> What the task requires: Rewrite every one of these rows, changing "white football shorts" to "navy football shorts" and keeping everything else unchanged.

> Available data:
--

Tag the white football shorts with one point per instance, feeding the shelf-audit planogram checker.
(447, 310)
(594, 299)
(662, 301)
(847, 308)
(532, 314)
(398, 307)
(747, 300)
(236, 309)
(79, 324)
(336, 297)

--

> Task output:
Tag the navy football shorts with one point per instance, feeding the shelf-audit planogram checker.
(447, 310)
(594, 299)
(662, 301)
(847, 308)
(532, 314)
(398, 307)
(747, 300)
(236, 309)
(79, 324)
(336, 297)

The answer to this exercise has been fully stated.